* [Written exercise 1]
Duplicate the records below, beginning with the line that contains "[indicate] the nose" and continuing through the final line of the records, and leave the pictures out.

* [Quoted passage]
— begin —

# How do you show your dog you are the alpha male?



## diablo (Feb 13, 2007)

I have a pitbull male, he is only 10 months. When he was younger he never had a problem with me grabbing his toys from him, but about a month and a half ago I made a trip and he stayed with my girlfriend for about a week. 

When I came back from this trip I noticed he would stop chewing on his toys and show his teeth when I would get close to him. To make it worse, my landlord didn't want him in his property, so I had to leave him at a friend's place where he stayed for almost 3 weeks without even seeing me. 

I finally moved into another house and he is back with me, but am a little reluctant of how much I can trust him given the fact that he has snarled at me before. 

I think maybe while I was gone he didn't see anyone as the alpha and he took over the spot. I know that aggressivness from my side is not going to fix the problem. I have never hit him and I don't want to do that. How can I show him again it is me who is the alpha and he needs to respect me?


----------



## OldFortKennels (Mar 10, 2006)

First of all you CANT be intimidated. You cant let the dog know this through your body language either. BE DOMINANT. If your dog EVER shows his teeth REPRIMAND and take whatever he was getting aggressive with away. Return it and challenge him. Once a dog has EVER SHOWN signs of dominance towards me not only will I take things away but I will challenge that dog whenever I can so it submits to me on anything and everything. You need to get control soon as the dog is only getting older, stronger and more mature.

ITs easier to show than to tell people over a computer.


----------



## tazmaniak24_6 (Jan 30, 2007)

OldFortKennels said:


> First of all you CANT be intimidated. You cant let the dog know this through your body language either. BE DOMINANT. If your dog EVER shows his teeth REPRIMAND and take whatever he was getting aggressive with away. Return it and challenge him. Once a dog has EVER SHOWN signs of dominance towards me not only will I take things away but I will challenge that dog whenever I can so it submits to me on anything and everything. You need to get control soon as the dog is only getting older, stronger and more mature.

— end —

* [Supplied records]
— begin —

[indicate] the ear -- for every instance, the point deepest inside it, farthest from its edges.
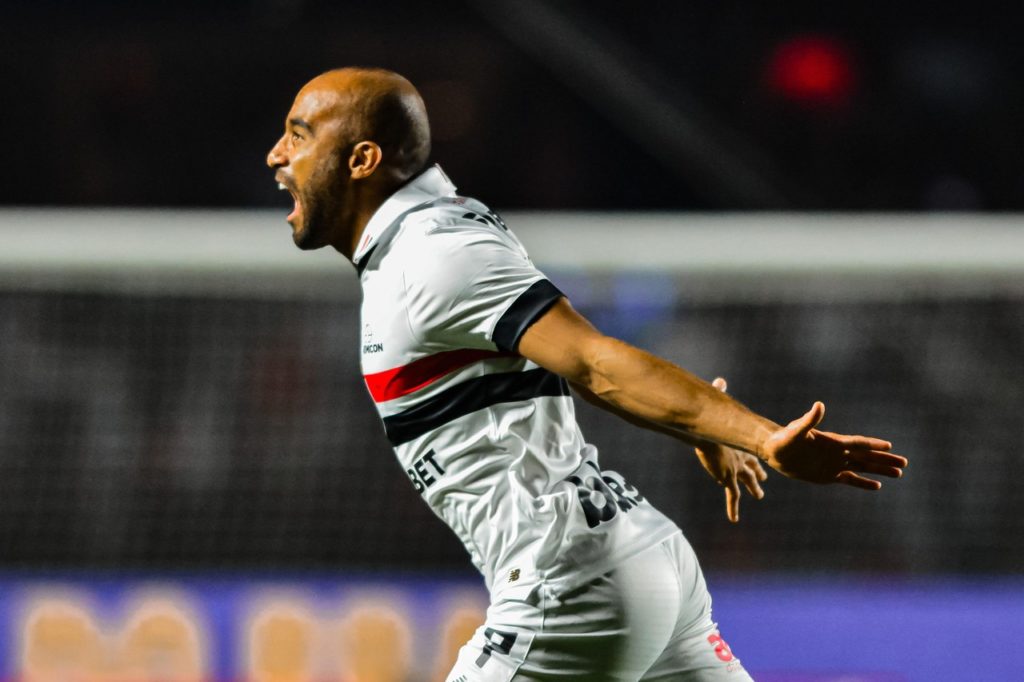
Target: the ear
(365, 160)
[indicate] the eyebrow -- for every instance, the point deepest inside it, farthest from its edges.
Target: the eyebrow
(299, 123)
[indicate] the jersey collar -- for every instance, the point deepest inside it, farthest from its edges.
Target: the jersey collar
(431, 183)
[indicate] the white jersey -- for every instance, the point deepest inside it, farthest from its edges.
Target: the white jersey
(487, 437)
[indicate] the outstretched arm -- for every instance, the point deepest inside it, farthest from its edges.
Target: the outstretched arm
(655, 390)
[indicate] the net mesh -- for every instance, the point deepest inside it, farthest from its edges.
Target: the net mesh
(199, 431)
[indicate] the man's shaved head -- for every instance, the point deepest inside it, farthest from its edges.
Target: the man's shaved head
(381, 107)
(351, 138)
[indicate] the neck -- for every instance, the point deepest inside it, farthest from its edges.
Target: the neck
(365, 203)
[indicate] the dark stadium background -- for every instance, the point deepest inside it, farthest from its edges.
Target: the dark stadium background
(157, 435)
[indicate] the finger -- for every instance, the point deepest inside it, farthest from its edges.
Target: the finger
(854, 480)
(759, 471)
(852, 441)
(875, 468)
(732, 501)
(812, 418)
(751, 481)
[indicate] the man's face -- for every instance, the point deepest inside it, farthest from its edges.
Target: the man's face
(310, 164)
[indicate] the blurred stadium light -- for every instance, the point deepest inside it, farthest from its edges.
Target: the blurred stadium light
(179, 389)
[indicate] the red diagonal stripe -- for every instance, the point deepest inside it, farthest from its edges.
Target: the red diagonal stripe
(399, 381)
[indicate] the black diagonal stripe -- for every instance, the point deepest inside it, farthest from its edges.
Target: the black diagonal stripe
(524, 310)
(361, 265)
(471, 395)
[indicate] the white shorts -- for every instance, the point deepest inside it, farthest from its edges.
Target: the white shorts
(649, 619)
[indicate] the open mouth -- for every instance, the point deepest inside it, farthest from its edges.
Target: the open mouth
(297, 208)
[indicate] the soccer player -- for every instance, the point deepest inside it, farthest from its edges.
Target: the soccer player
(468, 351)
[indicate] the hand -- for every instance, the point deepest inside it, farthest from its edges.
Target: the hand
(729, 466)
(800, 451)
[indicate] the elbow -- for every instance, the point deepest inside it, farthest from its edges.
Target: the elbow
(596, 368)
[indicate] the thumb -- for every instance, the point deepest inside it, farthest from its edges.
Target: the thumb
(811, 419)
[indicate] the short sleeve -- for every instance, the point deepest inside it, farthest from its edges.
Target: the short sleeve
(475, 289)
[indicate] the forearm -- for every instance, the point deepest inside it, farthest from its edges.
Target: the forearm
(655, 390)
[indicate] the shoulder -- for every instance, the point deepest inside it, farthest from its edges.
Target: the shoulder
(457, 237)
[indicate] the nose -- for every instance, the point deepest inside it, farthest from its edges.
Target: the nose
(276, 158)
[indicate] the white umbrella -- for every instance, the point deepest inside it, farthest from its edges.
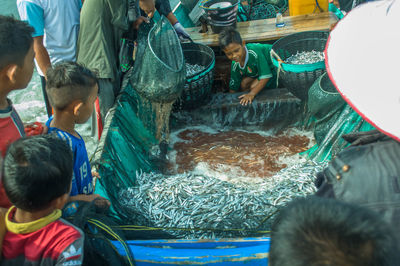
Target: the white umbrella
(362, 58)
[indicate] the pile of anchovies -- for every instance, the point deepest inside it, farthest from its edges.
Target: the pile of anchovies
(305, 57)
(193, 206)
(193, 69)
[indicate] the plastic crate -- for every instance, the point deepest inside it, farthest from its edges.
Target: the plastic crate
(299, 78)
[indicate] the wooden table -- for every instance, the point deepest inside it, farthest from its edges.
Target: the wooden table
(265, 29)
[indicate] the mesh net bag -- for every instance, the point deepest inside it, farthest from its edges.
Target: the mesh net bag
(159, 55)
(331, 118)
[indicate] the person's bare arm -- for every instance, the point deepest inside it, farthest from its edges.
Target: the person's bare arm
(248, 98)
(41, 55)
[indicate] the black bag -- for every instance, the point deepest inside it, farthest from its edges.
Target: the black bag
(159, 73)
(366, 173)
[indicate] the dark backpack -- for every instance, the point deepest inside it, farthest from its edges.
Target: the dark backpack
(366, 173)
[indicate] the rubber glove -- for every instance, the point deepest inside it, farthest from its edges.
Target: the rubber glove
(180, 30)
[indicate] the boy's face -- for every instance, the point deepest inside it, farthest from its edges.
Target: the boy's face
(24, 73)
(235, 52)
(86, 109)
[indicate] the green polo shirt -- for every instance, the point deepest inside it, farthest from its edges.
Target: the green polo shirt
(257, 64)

— end —

* [Written exercise 2]
Set down the entire forum thread above on showing a dog you are the alpha male, word for word.

* [Exercise solution 1]
[indicate] the nose -- for every instance, the point deepest inside it, farthest from its edges.
Target: the nose
(276, 158)
[indicate] the white umbrella -- for every instance, the point deepest inside it, farthest from its edges.
Target: the white umbrella
(362, 58)
[indicate] the pile of anchovies -- for every instance, the point deepest inside it, farthest from its edges.
Target: the pile of anchovies
(305, 57)
(193, 206)
(193, 69)
[indicate] the plastic crate -- for every instance, the point deepest inside it, farthest from its edges.
Target: the plastic crate
(299, 78)
[indicate] the wooden table -- for every instance, the point deepest inside it, farthest from its edges.
Target: the wooden table
(265, 29)
[indicate] the mesh net bag -- for every instance, the point deepest inside it, farthest from its edges.
Target: the mesh net bag
(159, 55)
(331, 118)
[indicate] the person's bare arm -- for every instance, the point deepest inside it, farthest from its edges.
Target: the person's bare arm
(248, 98)
(41, 55)
[indicate] the black bag -- for every instance, the point deepest inside it, farthest from its edges.
Target: the black bag
(159, 73)
(366, 173)
[indicate] the dark backpack -- for every instance, the point deepest inside it, farthest from its edges.
Target: the dark backpack
(366, 173)
[indicate] the rubber glove -- for every instance, the point deepest inside it, farthest from its edges.
Target: the rubber glove
(180, 30)
[indicate] the boy's face -- for every instance, the point deepest inside it, farthest from its edges.
Target: the boy's face
(24, 73)
(235, 52)
(86, 109)
[indicate] the green polo shirt -- for every instance, the point deepest inside it, farthest from its edges.
Target: the green polo shirt
(257, 64)

* [Exercise solution 2]
# How do you show your dog you are the alpha male?



## diablo (Feb 13, 2007)

I have a pitbull male, he is only 10 months. When he was younger he never had a problem with me grabbing his toys from him, but about a month and a half ago I made a trip and he stayed with my girlfriend for about a week. 

When I came back from this trip I noticed he would stop chewing on his toys and show his teeth when I would get close to him. To make it worse, my landlord didn't want him in his property, so I had to leave him at a friend's place where he stayed for almost 3 weeks without even seeing me. 

I finally moved into another house and he is back with me, but am a little reluctant of how much I can trust him given the fact that he has snarled at me before. 

I think maybe while I was gone he didn't see anyone as the alpha and he took over the spot. I know that aggressivness from my side is not going to fix the problem. I have never hit him and I don't want to do that. How can I show him again it is me who is the alpha and he needs to respect me?


----------



## OldFortKennels (Mar 10, 2006)

First of all you CANT be intimidated. You cant let the dog know this through your body language either. BE DOMINANT. If your dog EVER shows his teeth REPRIMAND and take whatever he was getting aggressive with away. Return it and challenge him. Once a dog has EVER SHOWN signs of dominance towards me not only will I take things away but I will challenge that dog whenever I can so it submits to me on anything and everything. You need to get control soon as the dog is only getting older, stronger and more mature.

ITs easier to show than to tell people over a computer.


----------



## tazmaniak24_6 (Jan 30, 2007)

OldFortKennels said:


> First of all you CANT be intimidated. You cant let the dog know this through your body language either. BE DOMINANT. If your dog EVER shows his teeth REPRIMAND and take whatever he was getting aggressive with away. Return it and challenge him. Once a dog has EVER SHOWN signs of dominance towards me not only will I take things away but I will challenge that dog whenever I can so it submits to me on anything and everything. You need to get control soon as the dog is only getting older, stronger and more mature.